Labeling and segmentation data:
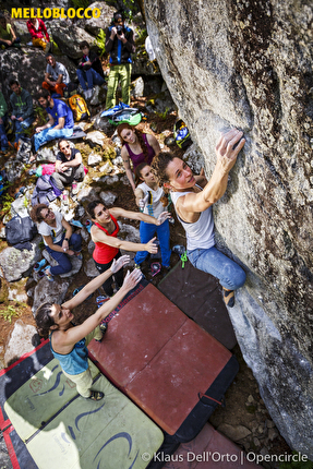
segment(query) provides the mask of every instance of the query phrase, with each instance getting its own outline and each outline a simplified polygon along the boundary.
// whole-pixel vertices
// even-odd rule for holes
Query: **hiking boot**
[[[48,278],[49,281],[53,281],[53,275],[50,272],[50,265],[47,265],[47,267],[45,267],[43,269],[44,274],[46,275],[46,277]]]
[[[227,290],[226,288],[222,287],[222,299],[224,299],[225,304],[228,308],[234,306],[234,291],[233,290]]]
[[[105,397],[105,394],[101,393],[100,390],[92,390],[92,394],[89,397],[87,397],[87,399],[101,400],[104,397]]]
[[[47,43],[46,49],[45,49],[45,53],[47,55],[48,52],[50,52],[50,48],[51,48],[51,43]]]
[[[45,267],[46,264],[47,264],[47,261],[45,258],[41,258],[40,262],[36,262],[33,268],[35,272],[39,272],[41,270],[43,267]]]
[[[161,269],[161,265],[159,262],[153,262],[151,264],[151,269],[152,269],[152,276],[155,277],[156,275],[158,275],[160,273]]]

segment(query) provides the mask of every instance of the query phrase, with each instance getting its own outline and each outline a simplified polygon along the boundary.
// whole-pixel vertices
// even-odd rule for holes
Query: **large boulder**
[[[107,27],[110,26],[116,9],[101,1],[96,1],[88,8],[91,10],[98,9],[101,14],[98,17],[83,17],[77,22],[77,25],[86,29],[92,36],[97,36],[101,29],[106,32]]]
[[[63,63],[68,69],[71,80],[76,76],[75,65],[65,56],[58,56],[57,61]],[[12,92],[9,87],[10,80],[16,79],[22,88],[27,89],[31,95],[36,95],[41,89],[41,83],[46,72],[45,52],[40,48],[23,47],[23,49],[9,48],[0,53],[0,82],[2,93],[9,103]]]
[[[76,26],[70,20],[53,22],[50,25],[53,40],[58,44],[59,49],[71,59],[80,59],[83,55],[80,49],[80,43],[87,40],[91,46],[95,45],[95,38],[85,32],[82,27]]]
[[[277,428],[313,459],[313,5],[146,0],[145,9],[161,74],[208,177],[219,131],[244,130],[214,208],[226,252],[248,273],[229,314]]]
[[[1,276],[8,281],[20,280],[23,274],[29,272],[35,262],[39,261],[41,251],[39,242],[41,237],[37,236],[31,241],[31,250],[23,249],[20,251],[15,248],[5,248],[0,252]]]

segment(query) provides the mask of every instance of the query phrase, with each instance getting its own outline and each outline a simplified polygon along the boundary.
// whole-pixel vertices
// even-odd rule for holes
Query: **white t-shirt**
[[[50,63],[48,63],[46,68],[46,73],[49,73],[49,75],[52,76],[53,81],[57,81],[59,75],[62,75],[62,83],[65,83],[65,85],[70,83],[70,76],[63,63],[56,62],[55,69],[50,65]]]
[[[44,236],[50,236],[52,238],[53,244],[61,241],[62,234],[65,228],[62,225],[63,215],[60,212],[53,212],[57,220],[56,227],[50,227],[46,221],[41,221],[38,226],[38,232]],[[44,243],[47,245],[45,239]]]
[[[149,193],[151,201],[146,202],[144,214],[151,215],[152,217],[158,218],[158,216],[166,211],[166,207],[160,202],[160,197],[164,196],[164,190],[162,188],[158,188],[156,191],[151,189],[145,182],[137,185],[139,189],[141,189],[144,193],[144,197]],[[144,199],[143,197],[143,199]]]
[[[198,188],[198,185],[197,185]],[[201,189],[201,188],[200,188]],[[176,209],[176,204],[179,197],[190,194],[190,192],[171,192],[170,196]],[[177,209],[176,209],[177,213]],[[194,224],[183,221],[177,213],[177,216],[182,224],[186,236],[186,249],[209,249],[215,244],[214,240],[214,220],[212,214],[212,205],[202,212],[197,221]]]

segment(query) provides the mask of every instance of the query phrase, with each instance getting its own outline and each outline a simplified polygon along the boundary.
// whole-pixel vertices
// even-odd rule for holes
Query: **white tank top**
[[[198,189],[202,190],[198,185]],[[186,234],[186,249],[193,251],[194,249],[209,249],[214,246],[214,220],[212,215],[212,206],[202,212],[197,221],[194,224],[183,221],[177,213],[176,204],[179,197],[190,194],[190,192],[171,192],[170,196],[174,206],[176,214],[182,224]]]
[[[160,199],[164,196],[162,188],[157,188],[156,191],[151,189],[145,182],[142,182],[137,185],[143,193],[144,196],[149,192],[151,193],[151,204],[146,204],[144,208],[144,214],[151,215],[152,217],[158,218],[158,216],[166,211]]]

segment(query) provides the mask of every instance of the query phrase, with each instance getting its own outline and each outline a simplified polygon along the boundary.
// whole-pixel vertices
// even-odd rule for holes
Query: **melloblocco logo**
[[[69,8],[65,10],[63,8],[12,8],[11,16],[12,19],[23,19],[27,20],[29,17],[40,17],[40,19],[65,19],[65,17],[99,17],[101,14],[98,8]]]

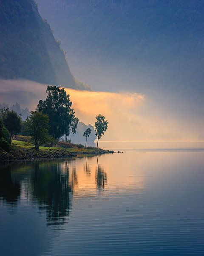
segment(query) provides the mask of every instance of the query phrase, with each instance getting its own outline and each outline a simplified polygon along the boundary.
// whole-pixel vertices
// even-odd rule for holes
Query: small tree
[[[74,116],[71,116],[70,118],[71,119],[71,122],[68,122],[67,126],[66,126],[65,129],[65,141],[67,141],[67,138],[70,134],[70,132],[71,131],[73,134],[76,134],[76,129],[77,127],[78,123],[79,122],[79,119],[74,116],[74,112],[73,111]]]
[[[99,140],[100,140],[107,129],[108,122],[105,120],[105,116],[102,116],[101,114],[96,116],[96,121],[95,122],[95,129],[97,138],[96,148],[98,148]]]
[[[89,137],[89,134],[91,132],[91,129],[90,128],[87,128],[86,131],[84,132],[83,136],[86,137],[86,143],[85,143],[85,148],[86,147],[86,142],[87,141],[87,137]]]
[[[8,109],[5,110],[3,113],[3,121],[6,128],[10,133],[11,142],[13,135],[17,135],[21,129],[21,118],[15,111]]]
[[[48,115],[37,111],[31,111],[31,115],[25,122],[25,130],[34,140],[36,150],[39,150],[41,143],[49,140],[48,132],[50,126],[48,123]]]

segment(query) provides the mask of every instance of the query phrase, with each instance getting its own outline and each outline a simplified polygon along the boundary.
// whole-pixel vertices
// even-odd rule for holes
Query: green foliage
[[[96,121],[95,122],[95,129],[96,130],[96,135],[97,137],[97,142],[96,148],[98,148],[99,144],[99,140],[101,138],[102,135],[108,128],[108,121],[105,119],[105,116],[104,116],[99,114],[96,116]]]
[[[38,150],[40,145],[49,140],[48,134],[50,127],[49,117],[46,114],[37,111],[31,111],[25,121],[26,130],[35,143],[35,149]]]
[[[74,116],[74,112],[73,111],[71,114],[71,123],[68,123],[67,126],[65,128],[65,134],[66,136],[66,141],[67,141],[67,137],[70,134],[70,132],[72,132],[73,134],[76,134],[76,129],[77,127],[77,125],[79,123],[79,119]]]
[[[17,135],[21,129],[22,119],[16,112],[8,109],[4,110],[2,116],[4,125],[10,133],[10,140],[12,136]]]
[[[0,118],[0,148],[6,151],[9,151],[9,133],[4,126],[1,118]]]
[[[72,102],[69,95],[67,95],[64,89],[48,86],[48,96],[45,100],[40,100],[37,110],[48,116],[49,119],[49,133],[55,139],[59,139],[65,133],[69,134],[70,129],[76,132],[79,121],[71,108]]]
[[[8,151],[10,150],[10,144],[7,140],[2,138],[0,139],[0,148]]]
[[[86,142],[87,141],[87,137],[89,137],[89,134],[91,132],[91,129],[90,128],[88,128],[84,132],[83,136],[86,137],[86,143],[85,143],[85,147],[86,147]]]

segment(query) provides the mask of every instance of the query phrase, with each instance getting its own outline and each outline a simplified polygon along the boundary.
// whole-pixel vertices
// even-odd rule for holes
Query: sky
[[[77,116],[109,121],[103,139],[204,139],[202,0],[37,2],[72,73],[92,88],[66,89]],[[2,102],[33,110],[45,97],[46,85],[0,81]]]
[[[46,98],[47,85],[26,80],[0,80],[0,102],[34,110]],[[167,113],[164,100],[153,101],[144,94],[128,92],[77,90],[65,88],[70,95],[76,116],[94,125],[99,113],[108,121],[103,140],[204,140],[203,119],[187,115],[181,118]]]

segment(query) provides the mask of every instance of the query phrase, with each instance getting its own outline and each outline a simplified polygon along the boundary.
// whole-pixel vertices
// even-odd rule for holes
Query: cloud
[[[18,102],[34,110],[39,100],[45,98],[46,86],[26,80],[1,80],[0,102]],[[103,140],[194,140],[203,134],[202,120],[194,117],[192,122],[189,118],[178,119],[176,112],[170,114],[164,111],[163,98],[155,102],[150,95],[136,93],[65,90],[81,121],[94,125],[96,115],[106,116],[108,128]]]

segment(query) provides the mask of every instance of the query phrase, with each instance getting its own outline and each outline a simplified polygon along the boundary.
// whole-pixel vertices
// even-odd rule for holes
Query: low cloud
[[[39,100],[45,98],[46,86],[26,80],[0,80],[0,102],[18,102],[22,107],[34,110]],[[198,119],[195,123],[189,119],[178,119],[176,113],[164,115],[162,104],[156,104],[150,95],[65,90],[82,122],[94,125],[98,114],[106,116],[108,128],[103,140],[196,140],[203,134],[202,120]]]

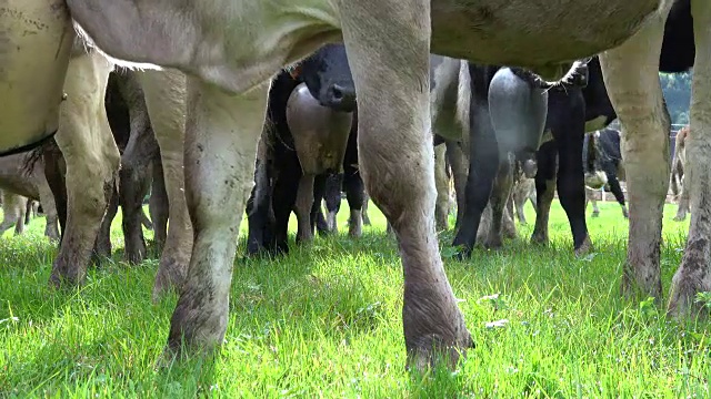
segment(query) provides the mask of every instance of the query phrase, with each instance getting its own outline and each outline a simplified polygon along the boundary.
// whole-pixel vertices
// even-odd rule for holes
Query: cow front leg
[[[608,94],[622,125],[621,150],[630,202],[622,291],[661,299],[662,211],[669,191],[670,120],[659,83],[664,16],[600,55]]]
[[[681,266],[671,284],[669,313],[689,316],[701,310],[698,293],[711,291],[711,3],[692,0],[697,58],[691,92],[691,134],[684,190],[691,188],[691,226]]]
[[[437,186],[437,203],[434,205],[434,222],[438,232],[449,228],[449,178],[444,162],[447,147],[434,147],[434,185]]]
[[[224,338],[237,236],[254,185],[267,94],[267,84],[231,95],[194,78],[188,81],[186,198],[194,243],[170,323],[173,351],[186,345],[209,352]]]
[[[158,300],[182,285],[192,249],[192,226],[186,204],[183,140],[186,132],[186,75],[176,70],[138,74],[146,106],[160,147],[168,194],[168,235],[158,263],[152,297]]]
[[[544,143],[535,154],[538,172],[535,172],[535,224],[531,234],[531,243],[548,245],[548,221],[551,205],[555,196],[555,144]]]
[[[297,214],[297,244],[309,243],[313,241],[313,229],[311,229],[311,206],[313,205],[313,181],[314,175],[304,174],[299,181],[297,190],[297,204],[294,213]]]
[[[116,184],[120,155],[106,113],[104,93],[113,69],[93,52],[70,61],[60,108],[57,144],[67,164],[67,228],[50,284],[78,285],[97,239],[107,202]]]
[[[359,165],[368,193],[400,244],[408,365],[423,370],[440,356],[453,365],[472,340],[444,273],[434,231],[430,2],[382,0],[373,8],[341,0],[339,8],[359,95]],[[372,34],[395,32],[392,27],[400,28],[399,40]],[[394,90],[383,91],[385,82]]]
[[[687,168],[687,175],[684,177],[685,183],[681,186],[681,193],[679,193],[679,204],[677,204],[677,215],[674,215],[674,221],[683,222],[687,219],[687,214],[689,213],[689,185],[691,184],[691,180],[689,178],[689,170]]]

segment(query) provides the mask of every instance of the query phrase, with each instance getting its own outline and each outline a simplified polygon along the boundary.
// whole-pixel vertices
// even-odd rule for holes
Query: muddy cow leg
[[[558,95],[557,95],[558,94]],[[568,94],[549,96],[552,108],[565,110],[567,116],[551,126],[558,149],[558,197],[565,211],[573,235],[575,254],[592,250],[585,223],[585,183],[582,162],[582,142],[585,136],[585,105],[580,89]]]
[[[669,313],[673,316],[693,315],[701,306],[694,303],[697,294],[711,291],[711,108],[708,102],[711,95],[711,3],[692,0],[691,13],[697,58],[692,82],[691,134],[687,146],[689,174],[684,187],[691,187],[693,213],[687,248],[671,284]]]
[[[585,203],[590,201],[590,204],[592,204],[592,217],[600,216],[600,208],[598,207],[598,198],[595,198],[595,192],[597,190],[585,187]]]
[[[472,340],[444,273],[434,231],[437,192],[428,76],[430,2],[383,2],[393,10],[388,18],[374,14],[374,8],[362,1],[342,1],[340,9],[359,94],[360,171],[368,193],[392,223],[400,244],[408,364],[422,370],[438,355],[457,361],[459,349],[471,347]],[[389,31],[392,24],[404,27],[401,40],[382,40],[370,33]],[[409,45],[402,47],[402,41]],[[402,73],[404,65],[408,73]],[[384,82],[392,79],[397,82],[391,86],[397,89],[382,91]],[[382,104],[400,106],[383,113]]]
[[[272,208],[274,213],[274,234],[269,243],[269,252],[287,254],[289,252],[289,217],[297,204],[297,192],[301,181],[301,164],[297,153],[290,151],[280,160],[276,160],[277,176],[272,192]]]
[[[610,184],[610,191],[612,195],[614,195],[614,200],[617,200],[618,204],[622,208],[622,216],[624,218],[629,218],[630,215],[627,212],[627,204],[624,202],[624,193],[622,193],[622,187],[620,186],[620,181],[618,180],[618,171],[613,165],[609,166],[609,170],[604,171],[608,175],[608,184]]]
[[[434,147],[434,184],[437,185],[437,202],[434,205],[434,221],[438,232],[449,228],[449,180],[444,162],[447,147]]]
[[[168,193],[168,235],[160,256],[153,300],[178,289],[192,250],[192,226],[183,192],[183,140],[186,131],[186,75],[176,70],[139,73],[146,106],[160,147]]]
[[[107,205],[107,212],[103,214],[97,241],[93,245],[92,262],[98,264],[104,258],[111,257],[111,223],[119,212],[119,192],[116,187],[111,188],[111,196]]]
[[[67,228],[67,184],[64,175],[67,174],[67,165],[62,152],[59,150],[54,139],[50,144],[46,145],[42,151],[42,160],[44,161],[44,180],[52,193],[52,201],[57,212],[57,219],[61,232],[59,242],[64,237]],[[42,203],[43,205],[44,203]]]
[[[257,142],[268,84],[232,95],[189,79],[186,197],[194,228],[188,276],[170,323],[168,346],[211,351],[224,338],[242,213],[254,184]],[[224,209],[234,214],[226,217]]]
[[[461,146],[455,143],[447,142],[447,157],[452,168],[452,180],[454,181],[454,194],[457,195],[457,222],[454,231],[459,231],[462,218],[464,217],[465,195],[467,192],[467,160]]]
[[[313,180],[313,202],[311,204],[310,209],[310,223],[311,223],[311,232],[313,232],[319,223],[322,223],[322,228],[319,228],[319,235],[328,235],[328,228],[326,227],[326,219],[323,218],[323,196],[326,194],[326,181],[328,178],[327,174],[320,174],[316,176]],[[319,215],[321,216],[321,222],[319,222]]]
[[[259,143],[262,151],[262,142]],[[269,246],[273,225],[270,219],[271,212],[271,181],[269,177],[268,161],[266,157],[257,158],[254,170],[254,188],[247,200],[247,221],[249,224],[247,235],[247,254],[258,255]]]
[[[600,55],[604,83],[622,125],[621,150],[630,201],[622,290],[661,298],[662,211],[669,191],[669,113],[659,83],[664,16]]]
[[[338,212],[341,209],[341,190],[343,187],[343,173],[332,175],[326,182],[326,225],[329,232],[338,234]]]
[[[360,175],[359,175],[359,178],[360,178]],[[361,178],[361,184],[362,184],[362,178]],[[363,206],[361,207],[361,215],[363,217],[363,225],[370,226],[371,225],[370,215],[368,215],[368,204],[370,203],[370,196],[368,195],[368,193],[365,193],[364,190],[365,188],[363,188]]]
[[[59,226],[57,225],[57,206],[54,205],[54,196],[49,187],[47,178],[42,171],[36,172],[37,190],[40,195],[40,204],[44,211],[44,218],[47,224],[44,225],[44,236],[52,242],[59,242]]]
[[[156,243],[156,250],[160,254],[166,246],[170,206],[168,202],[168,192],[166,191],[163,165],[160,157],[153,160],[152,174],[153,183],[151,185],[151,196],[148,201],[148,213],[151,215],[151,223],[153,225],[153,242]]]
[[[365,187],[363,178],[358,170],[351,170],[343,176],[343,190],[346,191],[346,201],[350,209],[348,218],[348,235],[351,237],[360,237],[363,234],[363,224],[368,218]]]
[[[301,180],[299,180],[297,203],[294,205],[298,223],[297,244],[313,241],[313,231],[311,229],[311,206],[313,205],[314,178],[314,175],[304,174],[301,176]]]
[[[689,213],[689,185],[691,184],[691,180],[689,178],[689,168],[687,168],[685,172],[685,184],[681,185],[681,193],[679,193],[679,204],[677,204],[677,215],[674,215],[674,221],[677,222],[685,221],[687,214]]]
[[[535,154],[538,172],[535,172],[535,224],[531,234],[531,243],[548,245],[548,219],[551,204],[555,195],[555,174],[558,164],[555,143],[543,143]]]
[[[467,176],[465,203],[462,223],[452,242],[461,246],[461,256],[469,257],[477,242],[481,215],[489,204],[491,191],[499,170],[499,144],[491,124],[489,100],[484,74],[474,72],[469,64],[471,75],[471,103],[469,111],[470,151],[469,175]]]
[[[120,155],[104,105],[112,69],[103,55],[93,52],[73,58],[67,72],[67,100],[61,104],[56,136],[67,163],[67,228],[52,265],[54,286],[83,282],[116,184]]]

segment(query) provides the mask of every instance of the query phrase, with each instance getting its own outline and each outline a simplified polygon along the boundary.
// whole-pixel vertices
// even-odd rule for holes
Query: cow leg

**Your instructions:**
Count the lines of the data above that contain the string "white" and give only the number.

**Result:**
2